• _Tasks to perform_
• A. Condense the paragraph of the BenchBox chart rendering text that begins "The most technically interesting decision" into a short bulleted list that keeps its main facts.
• B. Extend the BenchBox chart rendering text by writing what comes after its final sentence.

• _Document segment_
========

The most technically interesting decision is the color degradation. The renderer adapts to whatever your terminal supports: truecolor terminals get 24-bit Okabe-Ito palette colors, 256-color terminals get mapped approximations from a handpicked lookup table, basic terminals get 16-color ANSI, and piped output gets no escape codes at all. The detection checks COLORTERM and TERM environment variables, whether stdout is a TTY, and whether NO_COLOR is set (following the no-color.org convention).

The single-pipeline architecture paid for itself immediately. Three new comparison chart types shipped in one commit; under the old dual model, each would have required two implementations, two data models, and two test suites. The trade-off we accepted: BenchBox no longer generates HTML, PNG, or SVG charts. Users who need publication-quality visualizations can export the data (documented JSON schema) and use their preferred tools. For a CLI tool where the primary consumers are terminals and LLMs, inline ASCII is the right default.

What we learned¶

Output format should match consumption context. Browsers get HTML, notebooks get notebooks, terminals and LLMs get inline text. Map output to where users actually work.

========

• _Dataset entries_
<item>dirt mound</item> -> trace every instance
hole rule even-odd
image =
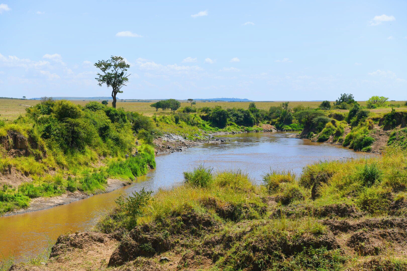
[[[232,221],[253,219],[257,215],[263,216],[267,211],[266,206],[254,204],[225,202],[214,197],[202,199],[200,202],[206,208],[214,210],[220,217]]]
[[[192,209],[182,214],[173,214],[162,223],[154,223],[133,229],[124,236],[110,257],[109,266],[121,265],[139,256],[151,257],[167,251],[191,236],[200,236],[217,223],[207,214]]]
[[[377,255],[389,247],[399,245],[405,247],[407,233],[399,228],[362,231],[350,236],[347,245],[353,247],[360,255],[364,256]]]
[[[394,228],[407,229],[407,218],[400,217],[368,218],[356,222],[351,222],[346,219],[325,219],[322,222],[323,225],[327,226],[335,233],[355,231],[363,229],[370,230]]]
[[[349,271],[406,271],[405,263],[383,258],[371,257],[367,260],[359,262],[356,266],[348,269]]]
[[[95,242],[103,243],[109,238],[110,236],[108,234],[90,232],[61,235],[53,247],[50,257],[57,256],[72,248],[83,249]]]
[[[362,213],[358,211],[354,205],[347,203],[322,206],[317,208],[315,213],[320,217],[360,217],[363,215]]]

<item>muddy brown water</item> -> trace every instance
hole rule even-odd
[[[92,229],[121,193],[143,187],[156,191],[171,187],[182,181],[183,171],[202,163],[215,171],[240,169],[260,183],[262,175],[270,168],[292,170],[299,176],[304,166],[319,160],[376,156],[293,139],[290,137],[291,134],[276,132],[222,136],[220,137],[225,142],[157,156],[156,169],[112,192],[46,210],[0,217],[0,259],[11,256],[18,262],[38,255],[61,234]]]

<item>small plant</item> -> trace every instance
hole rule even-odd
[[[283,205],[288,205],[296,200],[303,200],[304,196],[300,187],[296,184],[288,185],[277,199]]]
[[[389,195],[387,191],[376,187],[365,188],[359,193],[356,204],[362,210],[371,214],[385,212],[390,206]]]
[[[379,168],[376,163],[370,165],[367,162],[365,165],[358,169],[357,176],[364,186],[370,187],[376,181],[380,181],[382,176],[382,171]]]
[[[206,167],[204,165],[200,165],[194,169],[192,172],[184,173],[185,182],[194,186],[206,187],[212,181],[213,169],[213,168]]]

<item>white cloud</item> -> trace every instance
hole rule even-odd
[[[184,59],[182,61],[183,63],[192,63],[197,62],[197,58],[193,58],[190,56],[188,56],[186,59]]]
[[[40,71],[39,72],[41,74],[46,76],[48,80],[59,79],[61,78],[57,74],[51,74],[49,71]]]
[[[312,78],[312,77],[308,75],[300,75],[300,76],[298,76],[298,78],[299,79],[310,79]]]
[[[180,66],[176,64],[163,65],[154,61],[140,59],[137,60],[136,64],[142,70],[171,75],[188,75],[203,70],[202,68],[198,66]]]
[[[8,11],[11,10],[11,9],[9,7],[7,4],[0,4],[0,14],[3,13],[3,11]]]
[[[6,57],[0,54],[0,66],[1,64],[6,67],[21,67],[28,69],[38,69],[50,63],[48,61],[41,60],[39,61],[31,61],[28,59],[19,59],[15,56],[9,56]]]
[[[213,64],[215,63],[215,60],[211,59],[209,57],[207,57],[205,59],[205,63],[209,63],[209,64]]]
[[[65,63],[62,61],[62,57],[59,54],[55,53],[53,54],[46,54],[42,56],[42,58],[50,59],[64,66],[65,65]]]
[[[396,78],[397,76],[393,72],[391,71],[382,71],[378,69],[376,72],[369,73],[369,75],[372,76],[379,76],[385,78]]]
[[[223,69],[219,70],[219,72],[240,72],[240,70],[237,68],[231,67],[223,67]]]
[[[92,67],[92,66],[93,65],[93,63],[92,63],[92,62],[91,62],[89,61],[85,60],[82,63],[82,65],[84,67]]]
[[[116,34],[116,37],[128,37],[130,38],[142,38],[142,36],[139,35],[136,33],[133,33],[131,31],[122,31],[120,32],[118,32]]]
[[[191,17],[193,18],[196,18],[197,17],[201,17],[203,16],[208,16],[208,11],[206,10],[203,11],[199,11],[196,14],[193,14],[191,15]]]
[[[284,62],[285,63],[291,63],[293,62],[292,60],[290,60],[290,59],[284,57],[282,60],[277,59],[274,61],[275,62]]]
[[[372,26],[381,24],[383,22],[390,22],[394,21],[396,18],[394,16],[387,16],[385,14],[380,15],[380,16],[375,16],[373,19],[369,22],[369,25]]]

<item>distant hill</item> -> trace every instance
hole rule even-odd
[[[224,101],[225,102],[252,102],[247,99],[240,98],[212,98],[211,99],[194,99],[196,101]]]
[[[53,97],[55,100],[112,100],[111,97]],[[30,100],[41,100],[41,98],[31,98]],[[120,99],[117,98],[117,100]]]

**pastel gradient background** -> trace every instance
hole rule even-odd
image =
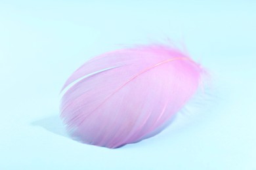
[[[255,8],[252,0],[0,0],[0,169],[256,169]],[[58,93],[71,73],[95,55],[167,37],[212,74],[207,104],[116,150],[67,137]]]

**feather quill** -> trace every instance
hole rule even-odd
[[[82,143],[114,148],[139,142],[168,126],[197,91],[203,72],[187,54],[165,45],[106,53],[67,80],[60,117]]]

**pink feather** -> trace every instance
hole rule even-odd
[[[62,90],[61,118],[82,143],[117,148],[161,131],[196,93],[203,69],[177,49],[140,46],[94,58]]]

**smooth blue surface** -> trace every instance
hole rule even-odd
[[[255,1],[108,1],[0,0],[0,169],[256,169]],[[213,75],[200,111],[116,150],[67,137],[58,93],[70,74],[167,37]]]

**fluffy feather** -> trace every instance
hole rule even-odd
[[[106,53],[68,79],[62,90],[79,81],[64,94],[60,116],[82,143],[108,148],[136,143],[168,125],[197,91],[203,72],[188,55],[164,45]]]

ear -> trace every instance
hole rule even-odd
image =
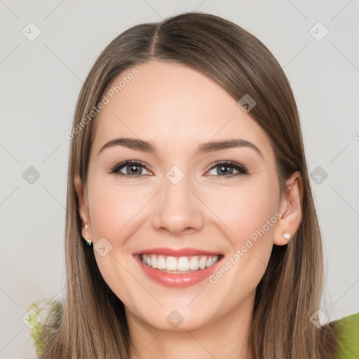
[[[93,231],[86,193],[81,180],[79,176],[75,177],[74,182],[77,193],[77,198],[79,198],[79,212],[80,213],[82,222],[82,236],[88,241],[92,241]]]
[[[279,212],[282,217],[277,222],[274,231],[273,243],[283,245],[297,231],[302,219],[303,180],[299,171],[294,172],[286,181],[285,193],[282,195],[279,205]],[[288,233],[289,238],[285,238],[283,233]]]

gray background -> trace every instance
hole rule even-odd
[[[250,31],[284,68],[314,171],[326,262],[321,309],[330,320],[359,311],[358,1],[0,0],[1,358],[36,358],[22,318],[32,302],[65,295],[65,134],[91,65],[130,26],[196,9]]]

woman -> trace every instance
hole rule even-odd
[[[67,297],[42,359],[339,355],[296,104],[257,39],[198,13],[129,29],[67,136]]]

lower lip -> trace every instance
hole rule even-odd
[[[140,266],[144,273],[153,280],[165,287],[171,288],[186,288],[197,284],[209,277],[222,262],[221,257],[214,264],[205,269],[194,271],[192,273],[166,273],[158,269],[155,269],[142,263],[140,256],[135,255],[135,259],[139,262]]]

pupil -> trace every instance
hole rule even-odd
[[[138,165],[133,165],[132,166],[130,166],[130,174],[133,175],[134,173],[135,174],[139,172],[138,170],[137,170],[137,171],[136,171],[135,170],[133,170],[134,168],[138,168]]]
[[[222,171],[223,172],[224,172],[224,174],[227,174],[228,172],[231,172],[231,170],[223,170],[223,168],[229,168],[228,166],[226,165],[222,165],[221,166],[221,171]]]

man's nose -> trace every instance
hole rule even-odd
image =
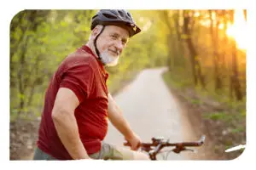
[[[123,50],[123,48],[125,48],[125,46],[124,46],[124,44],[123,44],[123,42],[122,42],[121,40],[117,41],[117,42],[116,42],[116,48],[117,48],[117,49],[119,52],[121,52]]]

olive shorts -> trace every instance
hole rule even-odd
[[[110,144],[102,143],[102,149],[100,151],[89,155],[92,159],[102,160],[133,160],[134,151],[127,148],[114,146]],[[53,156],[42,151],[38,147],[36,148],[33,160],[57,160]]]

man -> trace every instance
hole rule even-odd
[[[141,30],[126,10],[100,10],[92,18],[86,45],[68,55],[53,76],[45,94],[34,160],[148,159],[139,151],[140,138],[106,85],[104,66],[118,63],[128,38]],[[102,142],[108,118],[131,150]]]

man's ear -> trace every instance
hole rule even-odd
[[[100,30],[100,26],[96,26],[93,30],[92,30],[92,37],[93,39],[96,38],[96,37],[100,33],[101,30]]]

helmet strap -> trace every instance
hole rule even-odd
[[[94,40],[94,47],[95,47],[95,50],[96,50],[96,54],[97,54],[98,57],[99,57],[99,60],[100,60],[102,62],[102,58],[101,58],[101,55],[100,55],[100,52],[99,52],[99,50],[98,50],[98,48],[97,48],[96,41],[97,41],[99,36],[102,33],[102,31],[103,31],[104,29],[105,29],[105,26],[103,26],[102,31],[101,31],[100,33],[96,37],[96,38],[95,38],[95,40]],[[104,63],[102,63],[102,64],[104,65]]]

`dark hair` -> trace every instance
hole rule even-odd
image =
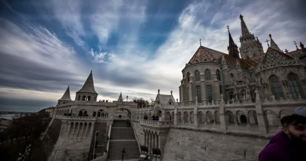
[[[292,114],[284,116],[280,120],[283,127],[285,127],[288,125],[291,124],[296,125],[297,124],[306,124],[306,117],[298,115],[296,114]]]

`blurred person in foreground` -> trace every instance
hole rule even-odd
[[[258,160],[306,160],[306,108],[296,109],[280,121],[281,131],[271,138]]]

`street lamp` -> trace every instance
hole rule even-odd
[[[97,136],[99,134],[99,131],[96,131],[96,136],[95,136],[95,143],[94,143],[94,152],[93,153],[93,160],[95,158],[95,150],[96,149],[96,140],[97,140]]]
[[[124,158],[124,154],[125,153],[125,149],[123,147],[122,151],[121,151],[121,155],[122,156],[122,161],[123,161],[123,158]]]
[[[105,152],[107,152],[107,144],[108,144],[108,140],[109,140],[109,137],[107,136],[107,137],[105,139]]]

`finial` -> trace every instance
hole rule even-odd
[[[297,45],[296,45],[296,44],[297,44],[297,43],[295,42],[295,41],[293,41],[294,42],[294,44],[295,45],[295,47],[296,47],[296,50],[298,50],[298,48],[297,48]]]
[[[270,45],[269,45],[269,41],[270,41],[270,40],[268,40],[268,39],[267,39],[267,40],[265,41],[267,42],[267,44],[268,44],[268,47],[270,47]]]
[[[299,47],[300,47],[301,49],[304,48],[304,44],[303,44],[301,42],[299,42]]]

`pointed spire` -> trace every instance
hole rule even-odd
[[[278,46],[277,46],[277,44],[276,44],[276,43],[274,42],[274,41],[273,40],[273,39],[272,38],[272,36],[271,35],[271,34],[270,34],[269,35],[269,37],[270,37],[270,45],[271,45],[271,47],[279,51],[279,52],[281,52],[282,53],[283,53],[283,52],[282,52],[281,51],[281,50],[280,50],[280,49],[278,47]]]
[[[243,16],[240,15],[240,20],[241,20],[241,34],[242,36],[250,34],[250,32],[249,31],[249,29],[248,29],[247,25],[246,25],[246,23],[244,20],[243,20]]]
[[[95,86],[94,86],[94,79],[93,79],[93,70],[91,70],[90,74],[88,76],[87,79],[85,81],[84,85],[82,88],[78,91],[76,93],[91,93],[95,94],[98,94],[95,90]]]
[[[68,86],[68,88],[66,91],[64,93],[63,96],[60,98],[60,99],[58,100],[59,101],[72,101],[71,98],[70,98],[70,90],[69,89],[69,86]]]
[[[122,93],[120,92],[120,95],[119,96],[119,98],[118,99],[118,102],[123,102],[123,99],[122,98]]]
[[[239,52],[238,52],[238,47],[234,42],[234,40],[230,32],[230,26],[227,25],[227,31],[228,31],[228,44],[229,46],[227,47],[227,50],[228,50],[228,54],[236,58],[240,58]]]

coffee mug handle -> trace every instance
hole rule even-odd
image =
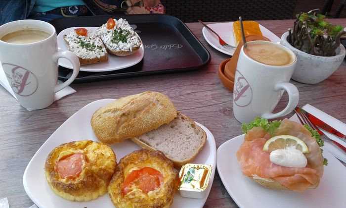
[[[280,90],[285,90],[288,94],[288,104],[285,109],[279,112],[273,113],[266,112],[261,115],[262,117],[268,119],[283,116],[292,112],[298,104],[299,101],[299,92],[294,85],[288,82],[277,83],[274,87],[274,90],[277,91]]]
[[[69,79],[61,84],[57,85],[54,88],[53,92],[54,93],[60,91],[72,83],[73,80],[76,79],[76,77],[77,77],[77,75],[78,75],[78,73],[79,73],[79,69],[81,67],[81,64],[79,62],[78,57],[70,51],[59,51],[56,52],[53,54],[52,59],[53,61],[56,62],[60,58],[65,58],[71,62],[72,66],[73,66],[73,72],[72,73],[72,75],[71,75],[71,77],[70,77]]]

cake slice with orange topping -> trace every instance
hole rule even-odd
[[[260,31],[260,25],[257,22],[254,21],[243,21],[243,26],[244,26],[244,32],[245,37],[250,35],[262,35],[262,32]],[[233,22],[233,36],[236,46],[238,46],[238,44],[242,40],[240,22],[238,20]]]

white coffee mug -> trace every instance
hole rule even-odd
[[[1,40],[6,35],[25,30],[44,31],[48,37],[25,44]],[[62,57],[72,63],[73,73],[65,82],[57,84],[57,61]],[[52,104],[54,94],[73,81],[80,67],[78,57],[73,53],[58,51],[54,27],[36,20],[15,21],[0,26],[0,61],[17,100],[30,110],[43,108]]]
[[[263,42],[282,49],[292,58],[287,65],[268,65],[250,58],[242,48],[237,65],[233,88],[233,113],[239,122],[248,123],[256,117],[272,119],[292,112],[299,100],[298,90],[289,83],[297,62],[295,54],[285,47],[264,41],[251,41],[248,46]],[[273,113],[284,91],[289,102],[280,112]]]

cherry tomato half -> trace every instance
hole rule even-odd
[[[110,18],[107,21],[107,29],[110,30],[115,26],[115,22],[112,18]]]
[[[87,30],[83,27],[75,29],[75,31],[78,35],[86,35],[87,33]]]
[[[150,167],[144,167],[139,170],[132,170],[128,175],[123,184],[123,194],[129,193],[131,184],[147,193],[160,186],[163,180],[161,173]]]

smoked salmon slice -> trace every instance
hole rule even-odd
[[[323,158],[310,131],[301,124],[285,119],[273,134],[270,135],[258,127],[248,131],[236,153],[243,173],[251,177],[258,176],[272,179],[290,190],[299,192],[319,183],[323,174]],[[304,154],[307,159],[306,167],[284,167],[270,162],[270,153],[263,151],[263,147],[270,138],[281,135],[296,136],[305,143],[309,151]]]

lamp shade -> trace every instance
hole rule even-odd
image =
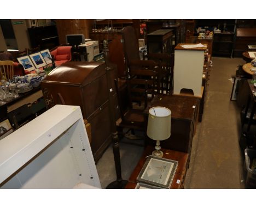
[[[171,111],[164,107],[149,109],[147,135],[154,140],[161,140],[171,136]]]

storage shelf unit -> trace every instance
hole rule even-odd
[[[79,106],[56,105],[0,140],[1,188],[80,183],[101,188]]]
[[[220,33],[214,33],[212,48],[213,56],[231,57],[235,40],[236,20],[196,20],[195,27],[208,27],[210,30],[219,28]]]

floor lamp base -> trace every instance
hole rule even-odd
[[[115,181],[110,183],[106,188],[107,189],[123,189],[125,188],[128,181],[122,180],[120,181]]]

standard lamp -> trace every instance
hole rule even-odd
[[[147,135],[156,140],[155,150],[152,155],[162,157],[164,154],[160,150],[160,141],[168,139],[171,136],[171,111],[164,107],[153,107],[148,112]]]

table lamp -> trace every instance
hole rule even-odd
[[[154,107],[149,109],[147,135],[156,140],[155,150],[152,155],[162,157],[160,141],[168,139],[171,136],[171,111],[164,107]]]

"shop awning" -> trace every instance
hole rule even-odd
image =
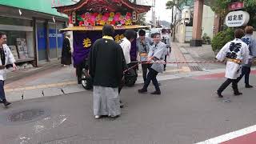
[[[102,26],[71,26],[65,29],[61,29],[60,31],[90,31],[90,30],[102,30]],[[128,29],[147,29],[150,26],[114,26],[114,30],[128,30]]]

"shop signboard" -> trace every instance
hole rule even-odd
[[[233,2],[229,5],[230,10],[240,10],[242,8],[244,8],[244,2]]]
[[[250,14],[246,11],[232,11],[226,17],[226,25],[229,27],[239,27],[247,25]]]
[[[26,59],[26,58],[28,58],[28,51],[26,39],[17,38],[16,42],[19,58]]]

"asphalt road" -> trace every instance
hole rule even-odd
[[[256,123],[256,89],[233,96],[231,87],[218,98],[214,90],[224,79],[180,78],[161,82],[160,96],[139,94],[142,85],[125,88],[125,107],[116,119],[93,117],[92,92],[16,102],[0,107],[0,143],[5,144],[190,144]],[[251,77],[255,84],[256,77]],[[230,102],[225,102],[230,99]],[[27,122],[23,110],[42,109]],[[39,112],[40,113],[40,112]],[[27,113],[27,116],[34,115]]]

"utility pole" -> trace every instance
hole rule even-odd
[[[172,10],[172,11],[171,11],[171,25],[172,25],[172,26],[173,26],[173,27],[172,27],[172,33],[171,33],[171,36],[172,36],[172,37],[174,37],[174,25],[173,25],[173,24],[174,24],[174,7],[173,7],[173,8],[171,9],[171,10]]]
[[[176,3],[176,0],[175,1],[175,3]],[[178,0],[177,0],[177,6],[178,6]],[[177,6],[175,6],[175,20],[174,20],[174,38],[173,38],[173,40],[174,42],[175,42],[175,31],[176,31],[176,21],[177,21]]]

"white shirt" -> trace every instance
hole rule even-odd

========

• _Answers by item number_
• A.
- The renderer's color output degrades to match what the terminal supports.
- Truecolor terminals get 24-bit Okabe-Ito palette colors.
- 256-color terminals get approximations mapped from a handpicked lookup table.
- Basic terminals get 16-color ANSI.
- Piped output gets no escape codes.
- Detection checks the COLORTERM and TERM environment variables, whether stdout is a TTY, and whether NO_COLOR is set, following the no-color.org convention.

• B.
Evaluate before you build, but build when evaluation says so. Ten libraries scored against a requirements matrix is what separates “we built our own” from NIH (Not Invented Here) syndrome.

Dual rendering pipelines are a maintenance trap. One pipeline, three new chart types in one commit. Two pipelines, six implementations for the same result. Measure whether both paths are earning their keep.

Dependencies cost more than disk space. The 46 MB install was the visible cost. The invisible cost was conversion layers, dual models, and pytest.importorskip silently skipping tests in most environments.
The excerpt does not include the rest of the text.